HISTORY OF

ELIZABETH DAVIS ARBON

Born May 8, 1879 and died January 29, 1957 and was buried in Pocatello Cemetery, Idaho.

This is the story of my mother, Elizabeth Davis Arbon.  The facts and interesting stories have come from relatives and friends who knew her and what I could remember myself.

Mother was born May 8, 1879 at Samaria, Idaho.  Her father was David Price Davis and her mother was Elizabeth Griffeth.  She was the sixth of seven children, four boys and three girls; Lucy Ann, Margaret, Edward, Owen, William and David.

Mother was only seven years old when her mother died, leaving her and her sister Lucy Ann to keep house for her father and brothers.  Lucy was married in 1888 so, at the age of nine, mother was left as housekeeper and cook for her family.

Her schooling was only through the fourth grade, yet she could read and write very well.  In fact, she liked to read whenever she could find the time.

When she was about 16 years old, she met my Father, Joseph Nicholas Arbon.  He and his father George were living out in Arbon Valley.  They were the first two people to remain in the valley all winter.  It was a lonely time for them, Father being a young man of about 19 years old.  He made up his mind he was not going to live that way any longer.  He was going to find him a cook.  (Grandmother Arbon had passed away some years before.)  Father got on his horse and went over the east mountain to Samaria and started courting the “Jenkins Girl”.  After one year, he asked her to marry him but she couldn’t decide so he decided for her.  He left her and started dating mother.  It wasn’t long before they became very fond of each other.  I think he also fell in love with the ‘good bread’ that she made. Grandfather discovered the seriousness of this love  affair, he realized he might lose his cook, so he ‘chased’ father from the place and told him not to come back.  Dad went over to Wilford Wight who had married Lucy Ann, and Wilford told dad not to pay any attention to Grandfather, that he had done the same with him.  This encouraged dad, so he went back and asked mother to marry him.  This time he really got chased with the broom.  Grandfather then made a deal with father.  If he would give him one year to go to Salt Lake to find him another cook, he could have “Lizzie”.  This father agreed to do.

In November of the following year, father and mother left Samaria in a wagon for Colingston, Utah.  From there they took the train to Salt Lake and were married in the Salt Lake Temple on November 23, 1898.

On their way home, they bought a small chest of drawers and a bolt of cloth suitable for making house dresses and aprons.  The roads were in terrible condition with deep chuck holes.  Mother sat in the bottom of the wagon with her back against the chest to hole it from being scratched all the way home.  Father’s comment was “What a horrible trip that was for her,  but it was the best we had.”

They went to Arbon that winter and lived in a small one room log cabin.  It was a lonely, cold and long winter for this young girl, but she never complained about any hardship she had to endure.  Uncle Ed and Aunt Ettie lived nearby.  They had a small son, Eddie.  He told me he was down to Uncle Joe’s and Aunt Lizzie’s as much as he was at his own home.  All my life I can recall people saying, “let’s go to Aunt Lizzie’s.”  Mother kept an open house all the time.  Seldom would any call without being served warm bread and honey or sugar.  Many a loaf of bread she gave away to the Indians as they came to her door.  They were given sweet cream frequently too.

On November 1, 1902, I was born.  Mother went over to her sister’s home in Pleasantview, Idaho.  When I was about two weeks old, we went back to Arbon.  This apparently was the worst year of her life.  I had colic and eczema so I cried the first year of my life.

LISTED ENTRIES ->
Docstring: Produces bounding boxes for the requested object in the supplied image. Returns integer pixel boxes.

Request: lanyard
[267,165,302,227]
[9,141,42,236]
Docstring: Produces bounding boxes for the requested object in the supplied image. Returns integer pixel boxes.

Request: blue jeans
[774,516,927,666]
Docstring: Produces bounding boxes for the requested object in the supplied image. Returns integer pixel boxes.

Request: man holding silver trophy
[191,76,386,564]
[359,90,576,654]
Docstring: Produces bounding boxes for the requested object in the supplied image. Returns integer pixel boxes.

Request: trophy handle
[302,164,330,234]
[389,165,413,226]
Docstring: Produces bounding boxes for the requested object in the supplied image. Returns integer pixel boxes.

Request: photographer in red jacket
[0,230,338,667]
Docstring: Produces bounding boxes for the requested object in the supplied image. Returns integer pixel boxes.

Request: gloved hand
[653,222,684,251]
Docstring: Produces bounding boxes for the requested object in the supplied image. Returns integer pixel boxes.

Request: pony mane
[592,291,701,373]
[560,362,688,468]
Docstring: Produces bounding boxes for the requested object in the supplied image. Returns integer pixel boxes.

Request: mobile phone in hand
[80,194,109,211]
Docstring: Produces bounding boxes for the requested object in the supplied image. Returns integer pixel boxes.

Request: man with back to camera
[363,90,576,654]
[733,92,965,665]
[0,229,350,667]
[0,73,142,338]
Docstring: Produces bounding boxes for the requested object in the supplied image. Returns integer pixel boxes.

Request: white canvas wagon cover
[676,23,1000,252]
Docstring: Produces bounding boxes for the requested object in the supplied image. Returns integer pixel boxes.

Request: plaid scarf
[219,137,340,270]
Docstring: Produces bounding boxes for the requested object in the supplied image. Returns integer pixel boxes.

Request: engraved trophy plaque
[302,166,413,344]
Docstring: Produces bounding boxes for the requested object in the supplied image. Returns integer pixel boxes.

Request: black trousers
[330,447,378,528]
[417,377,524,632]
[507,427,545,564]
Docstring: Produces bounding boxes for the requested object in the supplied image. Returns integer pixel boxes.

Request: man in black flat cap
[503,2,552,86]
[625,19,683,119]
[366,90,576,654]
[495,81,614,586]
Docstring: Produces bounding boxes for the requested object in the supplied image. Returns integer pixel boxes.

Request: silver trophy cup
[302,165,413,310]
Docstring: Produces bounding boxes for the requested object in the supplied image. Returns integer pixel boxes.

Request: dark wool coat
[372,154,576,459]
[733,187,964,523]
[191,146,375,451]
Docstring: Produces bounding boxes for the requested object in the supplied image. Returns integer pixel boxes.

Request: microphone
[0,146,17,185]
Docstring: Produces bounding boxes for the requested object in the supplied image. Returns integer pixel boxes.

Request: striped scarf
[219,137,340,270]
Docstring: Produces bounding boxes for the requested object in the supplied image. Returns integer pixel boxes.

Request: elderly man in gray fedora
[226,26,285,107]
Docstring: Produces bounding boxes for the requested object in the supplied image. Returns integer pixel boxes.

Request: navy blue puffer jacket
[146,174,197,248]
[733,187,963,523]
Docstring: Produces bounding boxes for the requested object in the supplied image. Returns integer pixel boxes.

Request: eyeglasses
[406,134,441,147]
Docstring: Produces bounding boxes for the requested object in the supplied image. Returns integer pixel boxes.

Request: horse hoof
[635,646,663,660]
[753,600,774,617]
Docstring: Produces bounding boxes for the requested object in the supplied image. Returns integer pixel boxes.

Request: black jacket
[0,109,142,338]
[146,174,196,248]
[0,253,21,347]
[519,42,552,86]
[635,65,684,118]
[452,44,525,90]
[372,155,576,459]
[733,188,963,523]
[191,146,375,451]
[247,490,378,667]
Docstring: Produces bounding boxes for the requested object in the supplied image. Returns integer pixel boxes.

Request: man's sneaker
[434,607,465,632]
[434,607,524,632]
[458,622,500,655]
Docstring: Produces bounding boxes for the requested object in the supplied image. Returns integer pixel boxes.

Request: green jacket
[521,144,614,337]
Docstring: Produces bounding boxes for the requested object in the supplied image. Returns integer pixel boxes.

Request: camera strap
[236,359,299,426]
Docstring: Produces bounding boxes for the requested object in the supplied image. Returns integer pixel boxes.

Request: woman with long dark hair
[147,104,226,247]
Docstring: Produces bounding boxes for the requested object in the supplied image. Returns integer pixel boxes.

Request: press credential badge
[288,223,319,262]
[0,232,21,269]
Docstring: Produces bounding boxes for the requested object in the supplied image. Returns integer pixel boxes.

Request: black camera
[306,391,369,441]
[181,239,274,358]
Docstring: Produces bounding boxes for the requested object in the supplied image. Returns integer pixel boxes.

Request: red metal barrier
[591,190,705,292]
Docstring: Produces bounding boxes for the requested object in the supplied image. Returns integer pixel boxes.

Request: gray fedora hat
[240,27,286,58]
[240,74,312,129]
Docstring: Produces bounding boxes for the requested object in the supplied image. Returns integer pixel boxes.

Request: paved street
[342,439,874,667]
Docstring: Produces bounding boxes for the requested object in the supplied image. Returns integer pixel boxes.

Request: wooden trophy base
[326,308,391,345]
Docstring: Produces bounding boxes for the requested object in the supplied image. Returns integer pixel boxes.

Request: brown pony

WHAT THIS EXERCISE ASKS ->
**A.** In the history of Elizabeth Davis Arbon, where and on what date were Joseph and Elizabeth married?
**B.** Pick up the history of Elizabeth Davis Arbon after its last sentence and carry it on.
The listing plays no part here.

RESPONSES TO THE TASKS ->
**A.** They were married in the Salt Lake Temple on November 23, 1898.

**B.**
Living in the valley was very hard.  In the summer, it was necessary to grow most of the food used through the winter months, which meant that hundreds of bottles of fruit and vegetables were canned each summer.  There was always the cows to milk, butter to make, and bread to bake.  Many a pound of butter she made and sold for 20 cents a pound.  “Aunt Lizzie always made such good butter,” people would say.

In the fall they would take a wagon and go to Brigham City, Utah for a load of peaches, apples, plums and tomatoes.  The trip would take from three to four days.  When they did get it home, it would take a week to can it all.  This was the only fruit they would have all winter, so mother was willing to can it.  It also meant she would have something to feed the many men she had to cook for in the summer.  There were always men to cook for during the haying time, then came the combine crew and last were the “thrasher” men.  All this meant she had to cook for six to a dozen hungry men most of the summer.

When I was about 9 years old, father built a house in Malad, Idaho.  I was sent over there to live with my Grandfather Arbon.  I lived with and kept house for him for the next ten years until his death, March 22, 1921.

Mother would come to Malad on weekends to help me out, then for a few months during mid-winter, she lived with us, but most of her life was spent on the farm.

After Grandfather died, father sold the house in Malad, then bought a house on Carter Street in Pocatello.  About this time my brother Joe was married to Edna Bailey and they lived on the farm and mother moved to her house on Carter Street.

On November we, 1948, mother and father celebrated their Golden Wedding Anniversary.  That night they moved into their lovely new brick home on 1004 East Center Street, Pocatello.  She lived in her “Anniversary House” until her death on January 29, 1957.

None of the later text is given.